## [About this exercise]
Once the pictures are set aside, retype the remaining entries exactly.

(Exercise material)

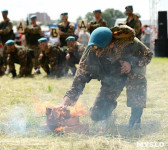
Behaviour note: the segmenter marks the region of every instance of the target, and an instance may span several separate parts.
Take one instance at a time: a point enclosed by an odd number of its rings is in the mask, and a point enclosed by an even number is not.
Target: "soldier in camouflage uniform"
[[[141,39],[141,21],[139,20],[139,17],[135,14],[133,14],[133,6],[127,6],[125,7],[127,19],[124,22],[127,26],[131,27],[135,30],[136,37],[140,40]]]
[[[94,10],[93,13],[96,20],[91,21],[87,25],[87,29],[90,32],[90,34],[98,27],[107,27],[106,21],[101,17],[101,10],[100,9]]]
[[[131,107],[129,129],[135,123],[136,128],[140,128],[143,108],[146,107],[145,69],[152,52],[134,38],[135,32],[128,26],[111,30],[100,27],[91,34],[62,105],[74,105],[85,84],[91,79],[98,79],[102,86],[91,108],[91,118],[94,121],[105,120],[117,106],[116,100],[126,86],[127,106]]]
[[[42,50],[39,56],[41,67],[49,76],[61,77],[65,74],[66,53],[56,45],[48,44],[46,38],[40,38],[39,46]]]
[[[65,39],[68,36],[73,36],[75,27],[74,24],[68,21],[68,13],[62,13],[62,23],[58,24],[59,35],[60,35],[60,47],[67,46]]]
[[[2,41],[3,49],[3,65],[4,69],[7,69],[7,52],[5,42],[9,39],[14,39],[15,35],[13,33],[13,23],[8,18],[8,10],[2,11],[3,21],[0,22],[0,41]]]
[[[3,76],[5,74],[5,68],[3,66],[3,58],[0,55],[0,76]]]
[[[33,68],[32,50],[17,46],[13,40],[8,40],[7,45],[7,63],[13,77],[16,77],[15,63],[20,65],[19,77],[30,76]]]
[[[40,51],[40,48],[38,47],[38,39],[41,38],[42,32],[41,32],[40,25],[36,24],[37,16],[32,15],[30,18],[31,18],[31,25],[25,28],[26,44],[28,48],[34,51],[33,64],[34,64],[35,74],[39,74],[40,64],[38,61],[38,57],[41,51]]]
[[[76,73],[75,64],[79,64],[85,47],[75,40],[75,37],[69,36],[66,39],[68,46],[68,54],[66,55],[67,65],[71,69],[72,74]]]

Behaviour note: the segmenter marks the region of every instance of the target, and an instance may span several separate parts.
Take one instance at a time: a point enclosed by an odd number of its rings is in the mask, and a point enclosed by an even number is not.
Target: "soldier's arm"
[[[5,29],[2,29],[2,34],[8,34],[13,28],[13,23],[9,21]]]
[[[133,46],[132,66],[143,67],[150,63],[153,53],[141,41]]]
[[[65,97],[69,97],[72,101],[77,101],[85,87],[85,84],[91,80],[88,62],[89,48],[84,52],[76,71],[72,86],[66,92]]]
[[[25,33],[30,33],[30,34],[41,34],[41,27],[37,26],[37,27],[26,27],[25,28]]]

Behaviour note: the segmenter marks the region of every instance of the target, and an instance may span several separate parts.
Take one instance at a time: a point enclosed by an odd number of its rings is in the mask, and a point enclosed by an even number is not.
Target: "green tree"
[[[88,13],[85,15],[85,19],[87,19],[88,22],[94,20],[95,18],[94,18],[93,12],[88,12]]]
[[[125,13],[113,8],[108,8],[102,12],[102,18],[107,22],[108,27],[113,27],[117,18],[124,17],[126,17]]]
[[[76,19],[76,22],[78,23],[79,20],[82,20],[82,16],[79,16],[79,17]]]

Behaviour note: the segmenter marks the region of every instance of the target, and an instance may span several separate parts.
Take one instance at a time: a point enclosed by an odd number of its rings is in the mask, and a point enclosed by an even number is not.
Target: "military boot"
[[[140,129],[142,113],[143,108],[131,108],[129,131],[131,131],[134,128],[135,123],[136,123],[135,129]]]

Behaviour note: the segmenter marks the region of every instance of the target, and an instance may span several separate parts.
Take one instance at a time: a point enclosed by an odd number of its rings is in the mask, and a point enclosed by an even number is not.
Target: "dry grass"
[[[168,149],[168,59],[154,58],[147,67],[148,102],[142,117],[142,130],[127,131],[130,108],[126,106],[125,90],[118,98],[118,107],[107,122],[106,132],[99,132],[104,122],[94,123],[89,115],[81,118],[90,125],[90,135],[54,135],[42,127],[45,114],[35,111],[34,98],[57,105],[62,101],[73,78],[48,79],[44,72],[34,78],[0,78],[0,149],[14,150],[134,150],[137,142],[164,142]],[[86,85],[80,97],[87,110],[99,91],[96,80]],[[47,101],[47,103],[46,103]],[[140,149],[140,148],[139,148]],[[143,147],[149,150],[151,147]],[[152,148],[155,149],[155,148]]]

(End Exercise material)

## [Response to the exercise]
Behaviour note: the segmenter marks the region of every instance of the target, and an instance may span several separate parts.
Take one instance at a time: a point enclosed by an odd number of its rings is in the mask, and a point enclosed by an even number is not.
Target: "soldier in camouflage uniform"
[[[141,39],[141,21],[139,20],[139,17],[135,14],[133,14],[133,6],[127,6],[125,7],[127,19],[124,22],[127,26],[131,27],[135,30],[136,37],[140,40]]]
[[[94,10],[93,13],[96,20],[91,21],[87,25],[87,29],[90,32],[90,34],[98,27],[107,27],[106,21],[101,17],[101,10],[100,9]]]
[[[131,107],[129,129],[135,123],[136,128],[140,128],[143,108],[146,107],[145,69],[152,52],[134,38],[135,32],[128,26],[111,30],[100,27],[91,34],[62,105],[74,105],[85,84],[91,79],[98,79],[102,86],[91,108],[91,118],[94,121],[105,120],[117,106],[116,100],[126,86],[127,106]]]
[[[42,50],[39,56],[41,67],[49,76],[61,77],[65,74],[66,53],[56,45],[48,44],[46,38],[40,38],[39,46]]]
[[[65,39],[68,36],[73,36],[75,27],[74,24],[68,21],[68,13],[62,13],[62,23],[58,24],[59,35],[60,35],[60,47],[67,46]]]
[[[2,41],[3,49],[3,65],[4,69],[7,69],[7,52],[5,42],[9,39],[14,39],[15,35],[13,33],[13,23],[8,18],[8,10],[2,11],[3,21],[0,22],[0,41]]]
[[[3,76],[5,74],[5,68],[3,66],[3,58],[0,55],[0,76]]]
[[[33,68],[32,50],[17,46],[13,40],[8,40],[7,45],[7,63],[13,77],[16,77],[15,63],[20,65],[19,77],[30,76]]]
[[[40,51],[40,48],[38,47],[38,39],[41,38],[42,32],[41,32],[40,25],[36,24],[37,16],[32,15],[30,18],[31,18],[31,25],[25,28],[26,44],[28,48],[34,51],[33,64],[34,64],[35,74],[39,74],[40,64],[38,61],[38,57],[41,51]]]
[[[76,73],[75,64],[79,64],[85,47],[75,40],[75,37],[69,36],[66,39],[68,46],[68,54],[66,55],[67,65],[71,69],[72,74]]]

Behaviour note: the segmenter marks the region of every instance of the target, and an instance may span several separate parts.
Take one instance at a time: a point enclosed by an odd number of its rings is in the mask, and a point enclosed by an even number is not.
Target: "soldier's arm"
[[[5,29],[2,29],[2,34],[8,34],[13,28],[13,23],[9,21]]]
[[[133,46],[132,66],[143,67],[150,63],[153,53],[141,41]]]
[[[65,97],[69,97],[72,101],[77,101],[85,87],[85,84],[91,80],[88,62],[89,48],[84,52],[76,71],[72,86],[66,92]]]
[[[25,33],[30,33],[30,34],[41,34],[41,27],[37,26],[37,27],[26,27],[25,28]]]

Behaviour note: the segmenter marks the region of every instance of the target, and an instance may span several separate parts.
Take one instance at a time: a point enclosed by an odd number of its rings is in the mask, and a point enclosed by an even number is not.
Target: "green tree"
[[[88,13],[85,15],[85,19],[87,19],[88,22],[94,20],[95,18],[94,18],[93,12],[88,12]]]
[[[125,13],[113,8],[108,8],[102,12],[102,18],[107,22],[108,27],[113,27],[117,18],[124,17],[126,17]]]
[[[76,19],[76,22],[78,23],[79,20],[82,20],[82,16],[79,16],[79,17]]]

Behaviour note: the segmenter marks the region of every instance of the target, and an instance may span several separate parts.
Take one instance at a time: a point enclosed by an odd number of its rings is in the mask, and a point enclosed by an even number is not.
Target: "military boot"
[[[140,129],[142,113],[143,108],[131,108],[129,131],[131,131],[134,128],[135,123],[136,123],[135,129]]]

Behaviour note: the segmenter marks the region of every instance of the target, and an instance may span several separate parts.
Take one instance at a time: a point enclosed by an odd number of its rings is in the mask, and a point enclosed by an even number is not.
Target: "dry grass"
[[[168,149],[168,59],[154,58],[147,67],[148,102],[142,117],[142,130],[127,131],[130,108],[126,106],[125,90],[118,98],[118,107],[107,122],[106,132],[99,132],[104,122],[94,123],[89,115],[81,118],[90,125],[90,135],[54,135],[42,127],[45,114],[35,111],[34,98],[57,105],[62,101],[73,78],[48,79],[44,72],[34,78],[0,78],[0,149],[14,150],[134,150],[137,142],[164,142]],[[86,85],[80,97],[87,110],[99,91],[96,80]],[[47,101],[47,103],[46,103]],[[140,149],[140,148],[139,148]],[[143,147],[149,150],[151,147]],[[152,148],[155,149],[155,148]]]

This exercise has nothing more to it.